● READING PASSAGE
----

Link to this post 27 May 10

I just posted an article \"Speak Out for Elephants\" about a Zimbabwean veterinarian returning to Zimbabwe and checking on animals to be shipped to Korea. The following is a story about her.

Zimbabwe: Hero for animals to return!
December 15, 2009, 3:47PM MT
By Julia Henriques, International Network Volunteer Writer

Meryl Harrison will return to Zimbabwe in the New Year to found a new animal welfare group.

Animals of Zimbabwe, you can look forward to a better future. Meryl Harrison is returning to Zimbabwe early in 2010, as co-founder of a new animal welfare organization.

Who is Meryl Harrison?

Meryl was Chief Inspector of the Zimbabwe National Society for the Prevention of Cruelty to Animals (ZNSPCA) for several years during the chaotic Zimbabwe land distribution campaign started by Robert Mugabe after he became President in 1987. Also known as the \"land invasions\", this campaign caused the forcible eviction of many white farmers from their homes and farms; most of these farmers had to leave behind their pets and farm animals, and it was Meryl\'s mission as Chief Inspector to rescue them.

----

● DATA

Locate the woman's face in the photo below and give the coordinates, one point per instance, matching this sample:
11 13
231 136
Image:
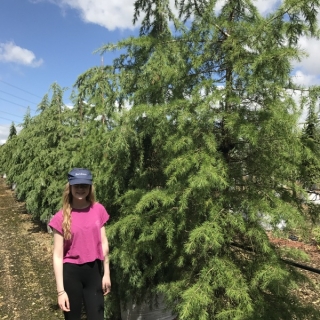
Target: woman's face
80 191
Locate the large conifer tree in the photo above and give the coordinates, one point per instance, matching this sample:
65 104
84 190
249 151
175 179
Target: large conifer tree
209 148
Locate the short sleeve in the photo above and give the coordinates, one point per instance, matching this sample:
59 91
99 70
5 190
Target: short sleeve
104 216
56 222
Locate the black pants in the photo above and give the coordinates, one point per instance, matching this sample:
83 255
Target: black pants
83 282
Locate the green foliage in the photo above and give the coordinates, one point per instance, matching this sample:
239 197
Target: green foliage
192 136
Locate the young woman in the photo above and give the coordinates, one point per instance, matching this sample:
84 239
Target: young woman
80 252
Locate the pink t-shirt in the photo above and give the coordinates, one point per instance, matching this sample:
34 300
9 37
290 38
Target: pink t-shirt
85 243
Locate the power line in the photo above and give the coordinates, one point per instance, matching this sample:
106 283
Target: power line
11 85
8 119
20 105
11 114
18 97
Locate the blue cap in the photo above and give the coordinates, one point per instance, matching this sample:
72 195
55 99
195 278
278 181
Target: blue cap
79 176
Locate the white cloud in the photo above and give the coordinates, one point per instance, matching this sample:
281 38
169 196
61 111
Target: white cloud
10 52
304 79
310 63
110 14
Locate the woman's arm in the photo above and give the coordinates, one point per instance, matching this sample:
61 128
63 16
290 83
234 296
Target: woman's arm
106 283
63 300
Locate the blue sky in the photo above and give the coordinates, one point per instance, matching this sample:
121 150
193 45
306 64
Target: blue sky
47 41
42 42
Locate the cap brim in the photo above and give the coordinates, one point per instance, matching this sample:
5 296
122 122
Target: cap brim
80 181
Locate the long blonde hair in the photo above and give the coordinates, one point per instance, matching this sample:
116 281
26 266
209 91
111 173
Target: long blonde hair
66 208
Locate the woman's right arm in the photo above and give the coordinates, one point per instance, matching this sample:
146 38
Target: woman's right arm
63 299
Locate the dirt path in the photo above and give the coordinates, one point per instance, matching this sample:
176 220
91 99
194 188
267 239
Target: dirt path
27 286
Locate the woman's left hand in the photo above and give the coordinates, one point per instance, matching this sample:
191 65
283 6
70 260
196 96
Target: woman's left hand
106 284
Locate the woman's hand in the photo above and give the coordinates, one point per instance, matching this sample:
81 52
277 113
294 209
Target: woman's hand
63 301
106 284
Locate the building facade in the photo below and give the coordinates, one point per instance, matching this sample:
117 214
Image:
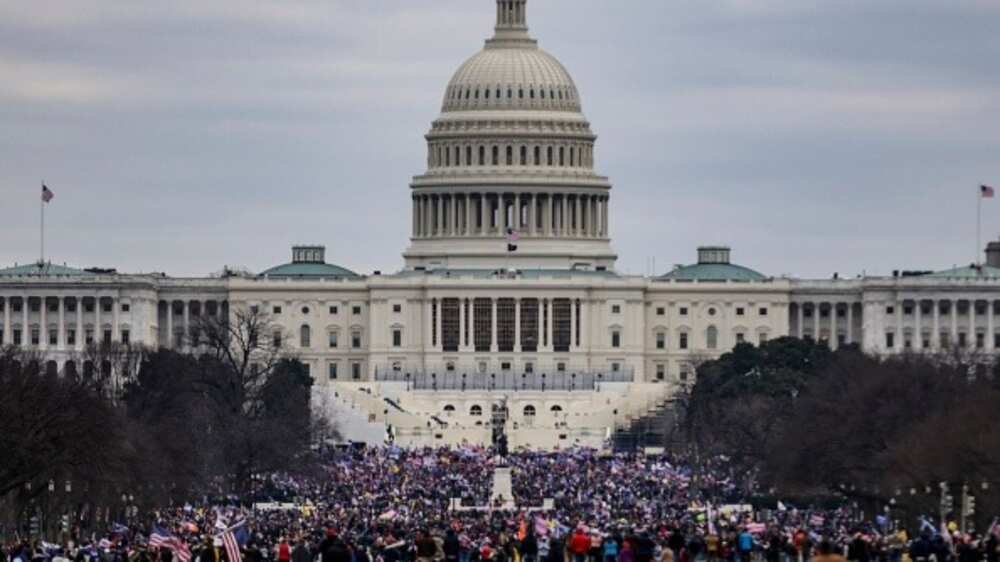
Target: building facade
508 288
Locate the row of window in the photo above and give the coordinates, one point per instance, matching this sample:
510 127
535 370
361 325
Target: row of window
33 336
944 338
510 92
578 155
35 306
712 311
333 309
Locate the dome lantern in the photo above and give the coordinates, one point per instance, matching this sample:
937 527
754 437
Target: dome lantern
512 24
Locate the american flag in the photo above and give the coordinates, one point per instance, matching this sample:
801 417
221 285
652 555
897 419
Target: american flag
232 546
161 538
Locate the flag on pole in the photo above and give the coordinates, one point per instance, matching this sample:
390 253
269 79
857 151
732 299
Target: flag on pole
161 538
232 547
512 239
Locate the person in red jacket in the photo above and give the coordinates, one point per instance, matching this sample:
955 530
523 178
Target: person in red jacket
579 545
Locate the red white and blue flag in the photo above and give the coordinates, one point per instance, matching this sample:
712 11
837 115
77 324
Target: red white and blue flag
161 538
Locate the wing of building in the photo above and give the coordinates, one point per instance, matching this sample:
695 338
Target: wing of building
508 309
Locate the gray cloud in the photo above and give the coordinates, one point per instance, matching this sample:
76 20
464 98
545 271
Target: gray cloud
813 136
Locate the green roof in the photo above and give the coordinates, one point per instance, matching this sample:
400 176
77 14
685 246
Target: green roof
310 270
968 272
42 269
714 272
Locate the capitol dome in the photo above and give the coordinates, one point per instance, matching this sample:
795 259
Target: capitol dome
512 76
510 179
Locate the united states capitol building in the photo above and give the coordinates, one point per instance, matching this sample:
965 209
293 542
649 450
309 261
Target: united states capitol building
572 348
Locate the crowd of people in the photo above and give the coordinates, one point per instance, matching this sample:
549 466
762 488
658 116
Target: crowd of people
393 505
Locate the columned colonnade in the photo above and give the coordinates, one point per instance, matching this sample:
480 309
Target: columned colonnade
562 215
64 322
178 319
909 323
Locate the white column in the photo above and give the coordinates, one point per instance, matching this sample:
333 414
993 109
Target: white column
607 222
850 322
437 325
25 331
467 231
115 309
972 324
547 326
532 222
936 334
439 220
572 323
517 212
43 325
461 324
170 324
79 323
834 337
6 339
990 337
579 217
493 328
900 336
954 323
482 212
517 325
98 329
472 325
62 322
563 222
187 322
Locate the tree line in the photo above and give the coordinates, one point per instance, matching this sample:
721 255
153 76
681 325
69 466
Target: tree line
888 433
150 427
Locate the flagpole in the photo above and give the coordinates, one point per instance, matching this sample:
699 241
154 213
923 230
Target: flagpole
979 224
42 232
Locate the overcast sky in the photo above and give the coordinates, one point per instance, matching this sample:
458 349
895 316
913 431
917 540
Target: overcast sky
812 136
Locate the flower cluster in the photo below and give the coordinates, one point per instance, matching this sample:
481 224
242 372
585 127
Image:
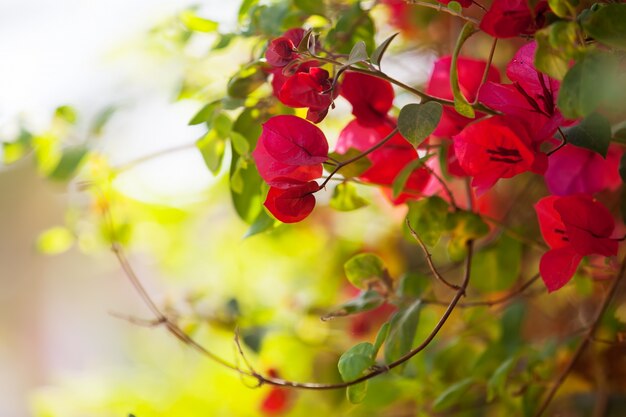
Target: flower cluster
517 127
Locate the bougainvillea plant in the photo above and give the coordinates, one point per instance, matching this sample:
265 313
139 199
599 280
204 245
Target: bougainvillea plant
500 163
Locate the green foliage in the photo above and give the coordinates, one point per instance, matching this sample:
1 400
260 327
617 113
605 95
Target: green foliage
607 24
364 270
417 121
461 105
403 326
428 218
593 133
586 85
345 198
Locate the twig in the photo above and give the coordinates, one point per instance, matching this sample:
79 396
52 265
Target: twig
359 156
131 164
563 142
429 257
586 340
441 8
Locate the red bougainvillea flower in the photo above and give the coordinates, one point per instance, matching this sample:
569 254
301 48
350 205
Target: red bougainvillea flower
494 148
574 170
573 226
282 50
371 97
308 89
388 161
290 149
470 76
278 400
293 204
532 95
510 18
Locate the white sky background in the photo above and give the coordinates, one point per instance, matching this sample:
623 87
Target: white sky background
80 52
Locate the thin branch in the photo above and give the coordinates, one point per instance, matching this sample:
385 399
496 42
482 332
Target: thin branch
131 164
429 258
487 67
359 156
563 142
174 329
445 187
441 8
588 337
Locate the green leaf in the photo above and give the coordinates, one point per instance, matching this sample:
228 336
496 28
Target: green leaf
593 133
356 360
378 53
195 23
357 54
364 269
417 121
461 105
428 218
555 48
67 114
69 163
382 335
345 198
353 25
248 79
453 395
607 24
562 8
240 143
455 6
403 326
356 393
353 169
496 386
55 240
464 226
365 301
586 85
311 6
622 168
212 147
497 265
206 113
262 223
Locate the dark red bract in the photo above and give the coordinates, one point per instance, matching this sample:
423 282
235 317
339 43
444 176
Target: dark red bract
532 95
290 149
574 227
308 89
371 97
388 161
494 148
293 204
510 18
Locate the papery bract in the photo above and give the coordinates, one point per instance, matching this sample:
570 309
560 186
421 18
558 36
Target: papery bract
387 161
308 89
290 149
574 170
510 18
494 148
573 226
371 97
470 76
531 97
293 204
282 50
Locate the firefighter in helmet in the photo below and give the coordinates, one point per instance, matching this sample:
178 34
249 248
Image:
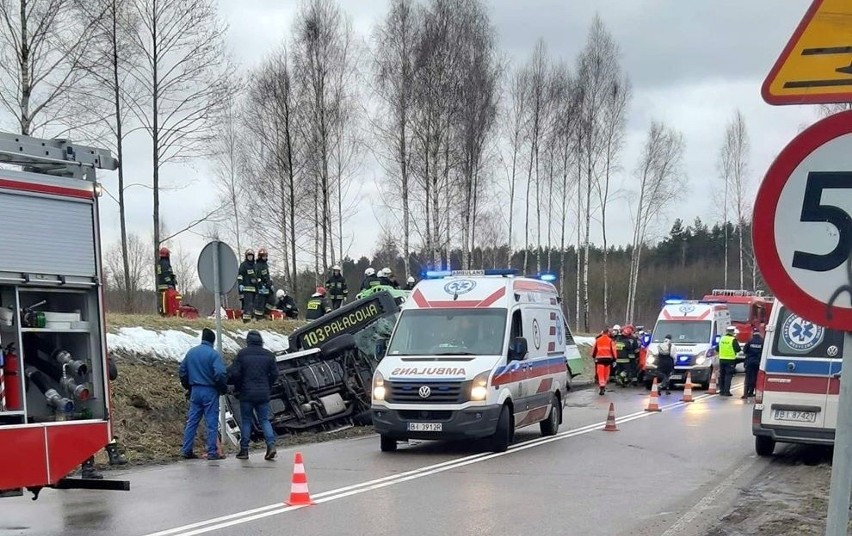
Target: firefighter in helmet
247 284
318 305
337 289
264 300
370 279
286 304
165 280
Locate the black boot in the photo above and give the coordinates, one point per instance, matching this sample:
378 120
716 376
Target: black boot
89 472
115 457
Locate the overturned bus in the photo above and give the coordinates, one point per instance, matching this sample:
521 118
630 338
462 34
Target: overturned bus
325 375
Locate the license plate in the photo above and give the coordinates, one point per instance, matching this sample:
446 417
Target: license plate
795 416
424 426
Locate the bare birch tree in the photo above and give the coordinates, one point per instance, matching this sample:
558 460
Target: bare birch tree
733 166
185 76
660 182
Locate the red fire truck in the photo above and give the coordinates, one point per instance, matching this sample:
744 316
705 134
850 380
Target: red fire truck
54 389
749 310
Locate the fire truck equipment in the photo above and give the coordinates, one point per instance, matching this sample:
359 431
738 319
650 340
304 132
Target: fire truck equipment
54 399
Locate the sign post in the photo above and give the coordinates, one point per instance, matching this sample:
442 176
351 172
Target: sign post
217 270
802 235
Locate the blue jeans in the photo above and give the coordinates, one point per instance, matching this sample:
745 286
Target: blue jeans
203 402
247 410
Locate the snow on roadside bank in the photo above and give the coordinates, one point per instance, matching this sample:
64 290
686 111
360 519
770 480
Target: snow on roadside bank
173 344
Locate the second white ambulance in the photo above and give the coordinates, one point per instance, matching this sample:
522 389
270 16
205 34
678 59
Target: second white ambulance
473 355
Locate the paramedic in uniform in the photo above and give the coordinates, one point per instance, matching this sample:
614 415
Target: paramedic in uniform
165 280
247 284
752 351
603 353
729 347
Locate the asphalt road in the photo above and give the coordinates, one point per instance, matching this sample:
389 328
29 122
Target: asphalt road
674 472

----

● TASK LIST
1. Find every line in the rows that contains the word "power" and copy each one. Treat uppercase and lowercase letters as distinct.
2. Continue the passage about Meryl Harrison from the point where it stops.

● RESULTS FOR EACH TASK
1.
Locate the power line in the photo above and give the coordinates, one point per instance, matching this sample:
Target: power line

2.
Meryl faced extraordinary difficulties and personal danger in saving the lives of thousands of animals and treating wounded livestock. She usually went onto the farms with one or two ZNSPCA inspectors, sometimes with a (usually reluctant) police escort; they encountered mobs of armed, threatening men - often the very people who were abusing, or at best, neglecting, the stranded animals. Meryl kept herself removed from the politics, and stuck strictly to her mandate: she had official authorization to go onto the farms to save animals, and when she met with resistance, she persisted and usually succeeded. The pace was relentless and the work emotionally and physically exhausting; Meryl was in her 60s and suffered from a heart condition, but she did not let these things deter her, and she saved the lives of thousands of domestic animals over a five year period.

Meryl now lives in the United Kingdom; this courageous woman has received international recognition for her work, including, in 2002, a BBC Special Award for Outstanding Work in Animal Welfare, which was awarded to her and her colleague, Addmore Chinhembe.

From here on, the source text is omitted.